* **WRITTEN INSTRUCTION**
Copy the lines from the one containing "[point] every instance of the scratch" through the end of the entries, requests included, and raise every x and y coordinate in the answers by 52.

Begin MATERIAL PROVIDED

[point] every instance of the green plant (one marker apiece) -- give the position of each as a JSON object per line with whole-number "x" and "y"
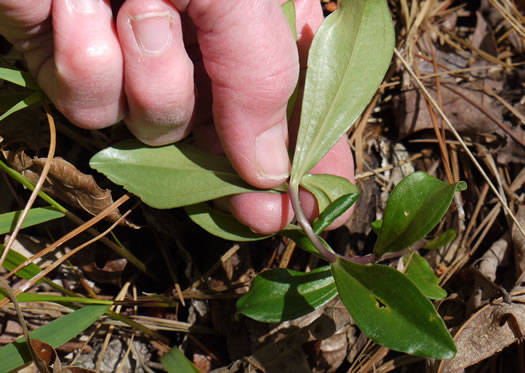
{"x": 347, "y": 61}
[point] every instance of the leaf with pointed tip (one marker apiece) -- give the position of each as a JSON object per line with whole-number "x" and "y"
{"x": 55, "y": 333}
{"x": 327, "y": 188}
{"x": 420, "y": 272}
{"x": 221, "y": 224}
{"x": 169, "y": 176}
{"x": 391, "y": 310}
{"x": 333, "y": 211}
{"x": 416, "y": 205}
{"x": 281, "y": 294}
{"x": 21, "y": 78}
{"x": 349, "y": 56}
{"x": 22, "y": 104}
{"x": 296, "y": 234}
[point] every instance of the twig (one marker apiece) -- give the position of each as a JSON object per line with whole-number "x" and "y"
{"x": 38, "y": 186}
{"x": 458, "y": 137}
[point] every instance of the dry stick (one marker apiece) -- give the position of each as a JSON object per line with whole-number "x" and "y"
{"x": 458, "y": 137}
{"x": 514, "y": 23}
{"x": 440, "y": 136}
{"x": 169, "y": 263}
{"x": 214, "y": 267}
{"x": 38, "y": 186}
{"x": 45, "y": 272}
{"x": 120, "y": 296}
{"x": 70, "y": 235}
{"x": 490, "y": 116}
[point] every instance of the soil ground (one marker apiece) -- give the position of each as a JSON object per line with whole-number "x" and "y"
{"x": 469, "y": 55}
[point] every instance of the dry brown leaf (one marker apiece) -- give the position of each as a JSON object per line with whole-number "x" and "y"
{"x": 487, "y": 332}
{"x": 65, "y": 183}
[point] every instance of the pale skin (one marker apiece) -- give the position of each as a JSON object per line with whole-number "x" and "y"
{"x": 221, "y": 69}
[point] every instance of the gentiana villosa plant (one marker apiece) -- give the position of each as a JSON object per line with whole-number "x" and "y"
{"x": 347, "y": 61}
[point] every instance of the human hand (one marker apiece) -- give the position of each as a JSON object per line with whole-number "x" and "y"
{"x": 159, "y": 65}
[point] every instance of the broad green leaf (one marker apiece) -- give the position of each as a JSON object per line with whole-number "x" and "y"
{"x": 220, "y": 223}
{"x": 296, "y": 234}
{"x": 55, "y": 333}
{"x": 420, "y": 272}
{"x": 347, "y": 61}
{"x": 333, "y": 211}
{"x": 169, "y": 176}
{"x": 28, "y": 101}
{"x": 415, "y": 206}
{"x": 18, "y": 77}
{"x": 391, "y": 310}
{"x": 281, "y": 294}
{"x": 443, "y": 240}
{"x": 13, "y": 259}
{"x": 36, "y": 216}
{"x": 376, "y": 226}
{"x": 327, "y": 188}
{"x": 175, "y": 362}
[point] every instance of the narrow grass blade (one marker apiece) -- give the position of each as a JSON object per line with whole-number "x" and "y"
{"x": 28, "y": 101}
{"x": 56, "y": 333}
{"x": 36, "y": 216}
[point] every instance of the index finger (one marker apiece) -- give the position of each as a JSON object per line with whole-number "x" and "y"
{"x": 249, "y": 53}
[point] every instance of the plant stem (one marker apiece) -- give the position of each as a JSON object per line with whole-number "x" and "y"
{"x": 325, "y": 253}
{"x": 372, "y": 258}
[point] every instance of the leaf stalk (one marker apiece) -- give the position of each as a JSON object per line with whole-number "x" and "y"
{"x": 325, "y": 253}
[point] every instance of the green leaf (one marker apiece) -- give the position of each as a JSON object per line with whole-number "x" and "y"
{"x": 175, "y": 362}
{"x": 296, "y": 234}
{"x": 420, "y": 272}
{"x": 443, "y": 240}
{"x": 289, "y": 11}
{"x": 34, "y": 217}
{"x": 36, "y": 297}
{"x": 376, "y": 226}
{"x": 327, "y": 188}
{"x": 55, "y": 333}
{"x": 221, "y": 224}
{"x": 22, "y": 180}
{"x": 281, "y": 294}
{"x": 18, "y": 77}
{"x": 347, "y": 61}
{"x": 415, "y": 206}
{"x": 28, "y": 101}
{"x": 169, "y": 176}
{"x": 391, "y": 310}
{"x": 13, "y": 259}
{"x": 333, "y": 211}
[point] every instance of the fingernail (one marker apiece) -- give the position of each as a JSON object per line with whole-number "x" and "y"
{"x": 83, "y": 6}
{"x": 271, "y": 154}
{"x": 152, "y": 31}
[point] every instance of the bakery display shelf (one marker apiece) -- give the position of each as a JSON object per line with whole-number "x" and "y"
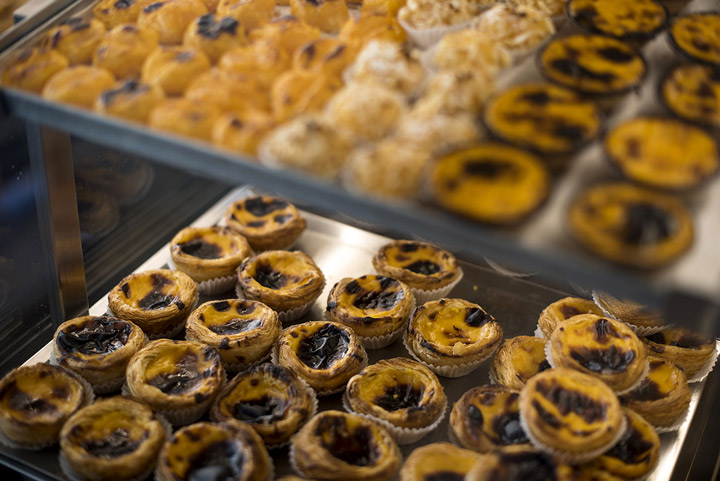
{"x": 689, "y": 285}
{"x": 341, "y": 251}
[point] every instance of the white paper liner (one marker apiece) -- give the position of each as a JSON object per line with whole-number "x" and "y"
{"x": 707, "y": 369}
{"x": 573, "y": 458}
{"x": 646, "y": 369}
{"x": 425, "y": 38}
{"x": 422, "y": 296}
{"x": 458, "y": 370}
{"x": 401, "y": 435}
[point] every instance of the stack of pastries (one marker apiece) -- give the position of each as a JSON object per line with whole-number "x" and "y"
{"x": 192, "y": 391}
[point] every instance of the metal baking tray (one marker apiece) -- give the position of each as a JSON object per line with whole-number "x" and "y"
{"x": 539, "y": 245}
{"x": 344, "y": 251}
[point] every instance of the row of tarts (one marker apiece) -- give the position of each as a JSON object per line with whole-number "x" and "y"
{"x": 581, "y": 401}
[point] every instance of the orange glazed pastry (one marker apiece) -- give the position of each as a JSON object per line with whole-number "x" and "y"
{"x": 124, "y": 50}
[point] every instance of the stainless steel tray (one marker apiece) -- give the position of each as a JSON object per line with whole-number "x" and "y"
{"x": 541, "y": 244}
{"x": 342, "y": 251}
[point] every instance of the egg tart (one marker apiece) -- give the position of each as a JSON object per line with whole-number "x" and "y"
{"x": 206, "y": 253}
{"x": 663, "y": 396}
{"x": 592, "y": 64}
{"x": 284, "y": 280}
{"x": 438, "y": 461}
{"x": 692, "y": 93}
{"x": 375, "y": 307}
{"x": 687, "y": 350}
{"x": 637, "y": 451}
{"x": 601, "y": 347}
{"x": 696, "y": 36}
{"x": 324, "y": 354}
{"x": 32, "y": 68}
{"x": 522, "y": 463}
{"x": 662, "y": 153}
{"x": 401, "y": 394}
{"x": 178, "y": 379}
{"x": 114, "y": 439}
{"x": 242, "y": 331}
{"x": 628, "y": 21}
{"x": 486, "y": 418}
{"x": 214, "y": 451}
{"x": 517, "y": 360}
{"x": 544, "y": 118}
{"x": 98, "y": 348}
{"x": 563, "y": 310}
{"x": 452, "y": 336}
{"x": 489, "y": 182}
{"x": 35, "y": 402}
{"x": 421, "y": 266}
{"x": 157, "y": 301}
{"x": 337, "y": 445}
{"x": 272, "y": 399}
{"x": 571, "y": 415}
{"x": 630, "y": 225}
{"x": 76, "y": 38}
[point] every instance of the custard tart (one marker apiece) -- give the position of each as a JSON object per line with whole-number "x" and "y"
{"x": 601, "y": 347}
{"x": 401, "y": 394}
{"x": 571, "y": 415}
{"x": 563, "y": 310}
{"x": 268, "y": 223}
{"x": 324, "y": 354}
{"x": 489, "y": 182}
{"x": 243, "y": 331}
{"x": 214, "y": 451}
{"x": 288, "y": 282}
{"x": 375, "y": 307}
{"x": 98, "y": 348}
{"x": 206, "y": 253}
{"x": 517, "y": 360}
{"x": 687, "y": 350}
{"x": 637, "y": 452}
{"x": 337, "y": 445}
{"x": 157, "y": 301}
{"x": 630, "y": 225}
{"x": 35, "y": 402}
{"x": 272, "y": 399}
{"x": 431, "y": 272}
{"x": 663, "y": 396}
{"x": 452, "y": 336}
{"x": 544, "y": 118}
{"x": 114, "y": 439}
{"x": 486, "y": 418}
{"x": 696, "y": 36}
{"x": 438, "y": 462}
{"x": 178, "y": 379}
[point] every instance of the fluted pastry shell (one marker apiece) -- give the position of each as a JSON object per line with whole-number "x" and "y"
{"x": 601, "y": 347}
{"x": 517, "y": 360}
{"x": 171, "y": 375}
{"x": 36, "y": 400}
{"x": 282, "y": 280}
{"x": 570, "y": 414}
{"x": 563, "y": 310}
{"x": 272, "y": 399}
{"x": 168, "y": 297}
{"x": 268, "y": 223}
{"x": 97, "y": 348}
{"x": 324, "y": 354}
{"x": 486, "y": 418}
{"x": 399, "y": 391}
{"x": 337, "y": 445}
{"x": 116, "y": 438}
{"x": 372, "y": 305}
{"x": 438, "y": 461}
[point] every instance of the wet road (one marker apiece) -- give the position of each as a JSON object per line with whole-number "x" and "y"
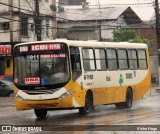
{"x": 143, "y": 112}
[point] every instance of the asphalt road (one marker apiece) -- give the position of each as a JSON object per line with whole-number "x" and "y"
{"x": 105, "y": 119}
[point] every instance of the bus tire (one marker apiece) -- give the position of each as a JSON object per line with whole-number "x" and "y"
{"x": 120, "y": 105}
{"x": 88, "y": 108}
{"x": 40, "y": 113}
{"x": 129, "y": 99}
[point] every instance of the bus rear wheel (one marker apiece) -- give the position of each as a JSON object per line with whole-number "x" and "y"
{"x": 40, "y": 113}
{"x": 88, "y": 108}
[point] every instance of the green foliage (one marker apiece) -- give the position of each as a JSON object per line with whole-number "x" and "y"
{"x": 130, "y": 35}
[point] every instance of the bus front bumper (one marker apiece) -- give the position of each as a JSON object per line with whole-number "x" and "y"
{"x": 63, "y": 101}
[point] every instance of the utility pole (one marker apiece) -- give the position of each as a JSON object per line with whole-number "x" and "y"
{"x": 158, "y": 35}
{"x": 19, "y": 12}
{"x": 37, "y": 21}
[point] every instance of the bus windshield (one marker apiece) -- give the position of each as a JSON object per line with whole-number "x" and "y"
{"x": 41, "y": 69}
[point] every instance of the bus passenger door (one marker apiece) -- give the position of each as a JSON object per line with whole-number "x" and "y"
{"x": 75, "y": 63}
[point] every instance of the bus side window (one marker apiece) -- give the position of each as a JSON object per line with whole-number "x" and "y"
{"x": 112, "y": 59}
{"x": 142, "y": 59}
{"x": 75, "y": 63}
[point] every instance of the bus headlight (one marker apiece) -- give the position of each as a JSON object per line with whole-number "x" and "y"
{"x": 65, "y": 95}
{"x": 19, "y": 98}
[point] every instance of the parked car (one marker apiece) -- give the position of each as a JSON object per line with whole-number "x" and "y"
{"x": 8, "y": 77}
{"x": 6, "y": 88}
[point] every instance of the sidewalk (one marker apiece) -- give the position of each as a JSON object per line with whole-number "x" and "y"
{"x": 155, "y": 90}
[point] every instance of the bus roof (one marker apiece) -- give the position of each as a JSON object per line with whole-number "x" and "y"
{"x": 92, "y": 43}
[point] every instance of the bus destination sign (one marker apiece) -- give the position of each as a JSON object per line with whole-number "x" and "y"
{"x": 40, "y": 47}
{"x": 44, "y": 47}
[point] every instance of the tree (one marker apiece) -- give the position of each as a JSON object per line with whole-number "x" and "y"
{"x": 124, "y": 34}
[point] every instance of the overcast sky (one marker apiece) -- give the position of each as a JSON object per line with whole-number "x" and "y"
{"x": 117, "y": 1}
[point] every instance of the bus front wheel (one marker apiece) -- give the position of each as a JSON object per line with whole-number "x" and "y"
{"x": 40, "y": 113}
{"x": 88, "y": 108}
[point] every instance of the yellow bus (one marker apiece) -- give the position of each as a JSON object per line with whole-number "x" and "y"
{"x": 65, "y": 74}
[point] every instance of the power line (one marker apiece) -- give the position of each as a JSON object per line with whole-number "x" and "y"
{"x": 34, "y": 12}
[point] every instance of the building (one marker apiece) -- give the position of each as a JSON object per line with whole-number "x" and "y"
{"x": 20, "y": 23}
{"x": 87, "y": 23}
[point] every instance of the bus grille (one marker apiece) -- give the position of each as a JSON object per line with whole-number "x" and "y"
{"x": 37, "y": 92}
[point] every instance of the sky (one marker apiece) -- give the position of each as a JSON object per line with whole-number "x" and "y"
{"x": 117, "y": 1}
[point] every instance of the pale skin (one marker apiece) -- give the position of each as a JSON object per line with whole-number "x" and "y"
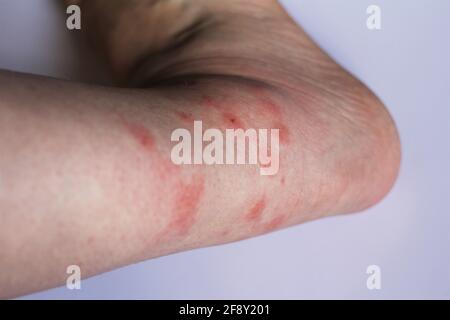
{"x": 85, "y": 172}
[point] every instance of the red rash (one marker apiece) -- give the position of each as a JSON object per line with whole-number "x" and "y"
{"x": 255, "y": 213}
{"x": 146, "y": 140}
{"x": 210, "y": 102}
{"x": 186, "y": 117}
{"x": 284, "y": 132}
{"x": 274, "y": 223}
{"x": 141, "y": 135}
{"x": 232, "y": 120}
{"x": 187, "y": 200}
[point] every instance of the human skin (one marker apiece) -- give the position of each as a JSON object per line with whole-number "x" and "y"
{"x": 85, "y": 172}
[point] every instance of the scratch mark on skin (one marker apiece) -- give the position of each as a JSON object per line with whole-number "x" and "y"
{"x": 187, "y": 200}
{"x": 255, "y": 212}
{"x": 164, "y": 166}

End MATERIAL PROVIDED

* **TASK SOLUTION**
[point] every instance of the scratch mark on skin (one marker apiece) -- give the position of each as a JSON object per line with whole-number "x" and "y"
{"x": 239, "y": 252}
{"x": 307, "y": 264}
{"x": 216, "y": 218}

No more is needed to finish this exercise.